Selected passage >>

The disputed facts in the case relate solely to whether Bean notified the defendant of the transfer by him of the property, to the plaintiff, and requested that the policy be assigned to the plaintiff. The facts with reference to this controverted question will be reviewed and considered in the course of the opinion.
Paragraph 3 of the petition is as follows:
"Plaintiff further states that during the year 1935, the title to the above described property was transferred by said Oscar Bean to the plaintiff, Metha May Swihart, and that thereafter and during the year 1935 the said Oscar Bean notified the defendant of such transfer and requested that the policy of insurance above mentioned be transferred to the plaintiff, Metha May Swihart, but that defendant has failed so to do, but that by reason thereof defendant has at all times had knowledge thereof, consented thereto and acquiesced therein."
Defendant's answer contains, first, a general denial. Paragraphs II and III of the answer plead a "standard" or "union" mortgage clause which is different from the "open" mortgage clause. This mortgage clause provides that the loss, if any, is payable to the mortgagee, as his interest may appear.
In the "union" mortgage clause it is provided, in substance, that the loss is payable to the mortgagee, and that his interest as payee shall not be invalidated or affected by any act or omission of the mortgagor; in other words, that it is an independent contract between the mortgagee and the insurance company — at least to the extent above mentioned.
The mortgage indebtedness in the instant case exceeded the loss and the defendant contends that, this being so, the plaintiff had no interest in the loss and could not maintain a suit therefor; that the only one that could sue for the loss was the mortgagee, who had forfeited its rights under the policy, and that, for this reason, the court erred in striking out paragraphs II and III of the amended answer pleading the mortgage clause. If the court erred in so doing, it likewise erred in refusing to direct a verdict for the defendant, for the same reason.
This presents the first question for decision.
The defendant also pleads the transfer of the property as rendering the policy void, and pleads also the following by-laws:
"Section 15. This policy of insurance shall be void on any of the following contingencies: . . . If this policy of insurance be assigned before a loss without the written consent of the company endorsed hereon: . . ."
"Section 19. A member may transfer a policy to the buyer of his property by signing the assignment on the back of the policy, paying his pro rata share of the current year's assessment to date, and sending the policy in for the secretary's endorsement. The transfer fee shall be fifty cents."

Extracted entries >>
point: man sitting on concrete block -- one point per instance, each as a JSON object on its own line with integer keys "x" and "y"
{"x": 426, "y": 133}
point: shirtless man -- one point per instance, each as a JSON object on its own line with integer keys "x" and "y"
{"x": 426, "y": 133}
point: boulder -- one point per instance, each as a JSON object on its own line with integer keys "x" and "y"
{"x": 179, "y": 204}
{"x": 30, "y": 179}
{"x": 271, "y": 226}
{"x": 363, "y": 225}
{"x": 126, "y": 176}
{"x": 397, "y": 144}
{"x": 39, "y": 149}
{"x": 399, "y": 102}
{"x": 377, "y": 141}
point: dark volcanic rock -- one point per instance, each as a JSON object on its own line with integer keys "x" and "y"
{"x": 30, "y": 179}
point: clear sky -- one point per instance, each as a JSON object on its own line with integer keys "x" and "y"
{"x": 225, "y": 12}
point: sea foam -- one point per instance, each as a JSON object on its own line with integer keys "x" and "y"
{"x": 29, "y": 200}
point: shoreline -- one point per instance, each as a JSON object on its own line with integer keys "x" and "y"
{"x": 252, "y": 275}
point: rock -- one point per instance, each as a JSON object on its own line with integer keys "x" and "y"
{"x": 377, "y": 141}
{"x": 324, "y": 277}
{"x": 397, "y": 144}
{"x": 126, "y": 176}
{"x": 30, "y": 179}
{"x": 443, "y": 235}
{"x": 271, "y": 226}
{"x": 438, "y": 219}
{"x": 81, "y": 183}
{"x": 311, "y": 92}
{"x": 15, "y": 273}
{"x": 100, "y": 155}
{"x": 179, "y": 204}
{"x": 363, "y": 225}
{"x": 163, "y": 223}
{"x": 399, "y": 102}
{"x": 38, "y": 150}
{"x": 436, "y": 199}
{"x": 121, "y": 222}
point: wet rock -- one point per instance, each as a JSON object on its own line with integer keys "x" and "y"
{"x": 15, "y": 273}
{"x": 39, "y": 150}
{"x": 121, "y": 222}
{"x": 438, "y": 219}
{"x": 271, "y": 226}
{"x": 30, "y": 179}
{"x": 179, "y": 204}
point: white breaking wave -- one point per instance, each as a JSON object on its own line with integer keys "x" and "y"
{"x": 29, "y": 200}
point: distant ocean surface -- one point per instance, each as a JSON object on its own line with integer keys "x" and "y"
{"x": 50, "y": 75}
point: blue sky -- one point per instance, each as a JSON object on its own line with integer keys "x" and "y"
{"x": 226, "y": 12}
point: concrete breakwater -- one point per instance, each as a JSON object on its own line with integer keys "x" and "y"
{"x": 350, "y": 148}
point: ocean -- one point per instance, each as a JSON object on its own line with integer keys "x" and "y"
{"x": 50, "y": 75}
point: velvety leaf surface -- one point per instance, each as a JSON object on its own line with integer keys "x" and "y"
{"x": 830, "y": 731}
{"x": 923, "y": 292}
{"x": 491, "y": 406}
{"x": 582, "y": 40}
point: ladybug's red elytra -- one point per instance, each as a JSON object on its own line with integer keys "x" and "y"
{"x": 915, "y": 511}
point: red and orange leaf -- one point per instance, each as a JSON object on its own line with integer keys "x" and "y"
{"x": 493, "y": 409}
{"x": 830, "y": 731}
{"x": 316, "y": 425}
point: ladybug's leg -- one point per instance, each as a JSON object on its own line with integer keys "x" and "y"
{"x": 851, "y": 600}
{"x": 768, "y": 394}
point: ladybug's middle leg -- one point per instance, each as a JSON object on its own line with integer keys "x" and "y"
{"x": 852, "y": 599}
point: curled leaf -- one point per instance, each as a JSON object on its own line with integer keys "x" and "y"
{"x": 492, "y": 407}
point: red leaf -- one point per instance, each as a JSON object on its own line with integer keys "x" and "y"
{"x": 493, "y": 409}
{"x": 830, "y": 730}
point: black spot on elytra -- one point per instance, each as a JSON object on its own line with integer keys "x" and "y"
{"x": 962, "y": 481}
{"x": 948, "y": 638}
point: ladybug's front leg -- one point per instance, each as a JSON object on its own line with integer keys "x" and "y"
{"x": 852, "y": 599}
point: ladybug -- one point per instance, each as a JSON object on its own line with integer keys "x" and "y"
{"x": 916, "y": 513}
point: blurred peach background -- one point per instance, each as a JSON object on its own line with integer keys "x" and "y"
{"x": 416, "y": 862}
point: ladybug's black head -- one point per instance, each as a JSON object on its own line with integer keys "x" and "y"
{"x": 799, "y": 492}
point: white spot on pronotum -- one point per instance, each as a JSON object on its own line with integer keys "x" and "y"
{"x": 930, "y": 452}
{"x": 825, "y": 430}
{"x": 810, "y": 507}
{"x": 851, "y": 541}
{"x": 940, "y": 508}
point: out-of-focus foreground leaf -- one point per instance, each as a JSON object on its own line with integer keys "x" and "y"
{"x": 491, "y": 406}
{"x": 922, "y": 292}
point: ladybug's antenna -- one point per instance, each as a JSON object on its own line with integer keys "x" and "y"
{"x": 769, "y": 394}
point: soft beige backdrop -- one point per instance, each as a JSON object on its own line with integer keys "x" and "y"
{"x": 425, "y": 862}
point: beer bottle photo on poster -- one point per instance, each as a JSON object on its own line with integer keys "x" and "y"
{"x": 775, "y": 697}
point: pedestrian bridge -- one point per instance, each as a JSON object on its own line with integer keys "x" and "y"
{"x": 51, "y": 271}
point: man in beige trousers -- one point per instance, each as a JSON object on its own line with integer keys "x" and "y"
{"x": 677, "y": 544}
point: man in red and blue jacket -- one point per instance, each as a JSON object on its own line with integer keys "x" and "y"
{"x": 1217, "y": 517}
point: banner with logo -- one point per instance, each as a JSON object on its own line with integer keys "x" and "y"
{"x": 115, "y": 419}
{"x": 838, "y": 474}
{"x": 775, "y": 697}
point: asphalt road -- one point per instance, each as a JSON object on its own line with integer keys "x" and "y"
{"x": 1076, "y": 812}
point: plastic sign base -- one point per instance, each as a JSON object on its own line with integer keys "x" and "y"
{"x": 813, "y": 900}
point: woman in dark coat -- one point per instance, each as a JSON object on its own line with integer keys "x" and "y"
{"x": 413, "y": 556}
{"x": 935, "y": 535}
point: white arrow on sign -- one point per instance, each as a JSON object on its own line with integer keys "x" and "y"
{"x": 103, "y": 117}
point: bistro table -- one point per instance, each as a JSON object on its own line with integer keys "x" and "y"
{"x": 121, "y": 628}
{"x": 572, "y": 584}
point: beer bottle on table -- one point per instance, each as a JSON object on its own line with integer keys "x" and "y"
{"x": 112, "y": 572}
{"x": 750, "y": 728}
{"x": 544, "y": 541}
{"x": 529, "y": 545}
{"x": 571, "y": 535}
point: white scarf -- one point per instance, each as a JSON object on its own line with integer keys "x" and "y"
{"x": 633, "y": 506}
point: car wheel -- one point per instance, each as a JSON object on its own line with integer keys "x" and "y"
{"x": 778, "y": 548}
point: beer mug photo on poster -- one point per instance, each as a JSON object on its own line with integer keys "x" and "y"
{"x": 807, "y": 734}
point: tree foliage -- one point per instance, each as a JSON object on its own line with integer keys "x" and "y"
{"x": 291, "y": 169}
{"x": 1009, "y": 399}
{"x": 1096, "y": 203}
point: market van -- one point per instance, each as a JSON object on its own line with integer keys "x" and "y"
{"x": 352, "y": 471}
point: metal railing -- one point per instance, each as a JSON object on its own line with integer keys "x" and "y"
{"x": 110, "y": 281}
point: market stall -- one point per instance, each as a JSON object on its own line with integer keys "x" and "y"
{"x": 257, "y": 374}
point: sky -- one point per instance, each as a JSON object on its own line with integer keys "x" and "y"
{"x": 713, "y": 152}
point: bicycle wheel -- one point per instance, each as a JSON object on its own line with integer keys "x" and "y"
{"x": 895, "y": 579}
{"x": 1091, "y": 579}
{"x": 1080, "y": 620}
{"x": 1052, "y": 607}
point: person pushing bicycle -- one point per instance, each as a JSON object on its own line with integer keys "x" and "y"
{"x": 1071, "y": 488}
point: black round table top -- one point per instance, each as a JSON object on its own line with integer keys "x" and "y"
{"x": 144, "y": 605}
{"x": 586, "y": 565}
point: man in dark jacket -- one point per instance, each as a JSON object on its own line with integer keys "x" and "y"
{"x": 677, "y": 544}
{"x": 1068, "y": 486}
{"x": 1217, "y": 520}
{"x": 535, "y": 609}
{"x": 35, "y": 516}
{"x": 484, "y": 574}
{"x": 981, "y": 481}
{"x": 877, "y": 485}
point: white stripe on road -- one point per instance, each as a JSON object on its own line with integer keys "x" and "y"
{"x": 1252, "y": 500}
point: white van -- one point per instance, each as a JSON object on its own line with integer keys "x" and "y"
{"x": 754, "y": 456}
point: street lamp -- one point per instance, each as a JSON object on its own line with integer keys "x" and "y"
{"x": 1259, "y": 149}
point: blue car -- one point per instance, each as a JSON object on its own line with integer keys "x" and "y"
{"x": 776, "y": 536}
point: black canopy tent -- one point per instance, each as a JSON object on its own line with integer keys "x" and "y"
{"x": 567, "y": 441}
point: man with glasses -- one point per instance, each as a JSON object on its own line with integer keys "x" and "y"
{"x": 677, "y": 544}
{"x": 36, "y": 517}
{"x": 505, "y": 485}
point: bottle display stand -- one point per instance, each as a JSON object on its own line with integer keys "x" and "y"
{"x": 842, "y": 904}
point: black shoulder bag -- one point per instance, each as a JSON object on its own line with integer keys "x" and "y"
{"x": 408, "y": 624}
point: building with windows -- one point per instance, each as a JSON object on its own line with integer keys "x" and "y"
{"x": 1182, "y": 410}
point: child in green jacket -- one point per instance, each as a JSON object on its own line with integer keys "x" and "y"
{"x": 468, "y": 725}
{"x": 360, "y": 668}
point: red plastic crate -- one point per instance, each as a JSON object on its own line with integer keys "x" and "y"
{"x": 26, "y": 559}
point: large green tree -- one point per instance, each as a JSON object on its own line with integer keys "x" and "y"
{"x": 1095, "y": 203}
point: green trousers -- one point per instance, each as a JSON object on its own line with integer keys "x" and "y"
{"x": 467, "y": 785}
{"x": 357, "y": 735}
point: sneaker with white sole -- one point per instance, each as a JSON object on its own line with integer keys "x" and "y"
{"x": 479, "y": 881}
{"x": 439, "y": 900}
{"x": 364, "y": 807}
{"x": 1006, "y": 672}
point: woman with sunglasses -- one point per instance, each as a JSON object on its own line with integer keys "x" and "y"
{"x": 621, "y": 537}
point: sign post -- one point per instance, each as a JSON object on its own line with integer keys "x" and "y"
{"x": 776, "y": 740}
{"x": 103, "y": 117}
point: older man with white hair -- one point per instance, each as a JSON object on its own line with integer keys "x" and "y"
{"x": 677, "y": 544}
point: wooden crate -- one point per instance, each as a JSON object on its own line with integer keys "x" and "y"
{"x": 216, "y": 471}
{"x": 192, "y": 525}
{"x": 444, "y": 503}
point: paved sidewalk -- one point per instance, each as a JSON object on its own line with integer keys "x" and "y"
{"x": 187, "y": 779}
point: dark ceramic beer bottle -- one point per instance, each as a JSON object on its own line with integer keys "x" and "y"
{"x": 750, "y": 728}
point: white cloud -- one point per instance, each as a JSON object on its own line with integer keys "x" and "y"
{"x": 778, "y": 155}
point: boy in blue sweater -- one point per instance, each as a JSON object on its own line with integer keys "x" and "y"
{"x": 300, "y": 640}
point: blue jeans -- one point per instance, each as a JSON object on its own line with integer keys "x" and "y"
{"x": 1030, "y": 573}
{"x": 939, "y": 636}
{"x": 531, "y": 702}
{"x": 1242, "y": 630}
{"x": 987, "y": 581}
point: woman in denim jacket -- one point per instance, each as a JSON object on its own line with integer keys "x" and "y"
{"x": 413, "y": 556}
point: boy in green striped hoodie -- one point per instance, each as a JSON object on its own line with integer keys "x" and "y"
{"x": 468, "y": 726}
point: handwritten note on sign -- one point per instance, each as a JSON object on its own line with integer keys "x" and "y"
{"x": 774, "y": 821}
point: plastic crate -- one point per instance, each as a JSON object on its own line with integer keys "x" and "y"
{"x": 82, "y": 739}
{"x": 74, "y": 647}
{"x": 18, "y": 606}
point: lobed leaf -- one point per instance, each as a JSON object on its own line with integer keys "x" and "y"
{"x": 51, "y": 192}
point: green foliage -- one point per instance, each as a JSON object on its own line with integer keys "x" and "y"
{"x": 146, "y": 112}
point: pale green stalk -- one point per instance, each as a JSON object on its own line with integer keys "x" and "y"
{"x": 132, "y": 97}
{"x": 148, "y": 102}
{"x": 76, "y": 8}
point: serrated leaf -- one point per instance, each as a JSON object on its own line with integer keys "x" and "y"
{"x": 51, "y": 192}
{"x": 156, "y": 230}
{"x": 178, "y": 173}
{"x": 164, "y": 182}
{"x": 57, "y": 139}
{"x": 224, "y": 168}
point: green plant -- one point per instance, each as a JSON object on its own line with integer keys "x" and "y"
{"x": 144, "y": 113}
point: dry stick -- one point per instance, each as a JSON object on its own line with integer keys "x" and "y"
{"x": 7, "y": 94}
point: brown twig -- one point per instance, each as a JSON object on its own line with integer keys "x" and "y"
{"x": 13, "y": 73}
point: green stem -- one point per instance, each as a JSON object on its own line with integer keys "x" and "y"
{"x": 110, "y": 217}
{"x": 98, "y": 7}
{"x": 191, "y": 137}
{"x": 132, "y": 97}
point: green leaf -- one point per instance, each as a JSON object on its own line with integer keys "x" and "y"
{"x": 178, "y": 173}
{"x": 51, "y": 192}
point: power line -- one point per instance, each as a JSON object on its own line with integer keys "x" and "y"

Challenges >>
**A)** List every numbered paragraph or section that the court opinion cites, and give the document each one belongs to.
**B)** Continue the court opinion from the end of the quoted Section 19.
The items come from a separate source.

Expected answers >>
**A)**
- Paragraph 3: the petition
- Paragraph II: the defendant's answer
- Paragraph III: the defendant's answer
- Section 15: the by-laws
- Section 19: the by-laws

**B)**
The answer further pleads:
". . . . Defendant further states that said policy of insurance referred to in plaintiff's petition was never assigned to the plaintiff; that the defendant did not consent, orally or in writing, to an assignment or transfer of said policy of insurance to the plaintiff, and that the plaintiff did not become a party to said insurance policy, and was never insured under said policy and did not have and does not now have any right, title or interest to proceeds of said policy. . . ."
The defendant contends that, on account of the transfer of the property contrary to the policy and on account of the fact that it had not consented to the transfer of the policy to the plaintiff, the plaintiff was never insured under the policy, and that the court erred in refusing to direct a verdict for it.
This presents the second question in the case.
If both of these questions are decided against the defendant, then it further contends that the court erred in admitting incompetent evidence, and in its instructions — particularly in placing the burden upon the defendant to prove to the jury's satisfaction that the letter which the witness Bean claims he wrote and mailed to it, requesting the assignment, was not, in fact, received by the defendant.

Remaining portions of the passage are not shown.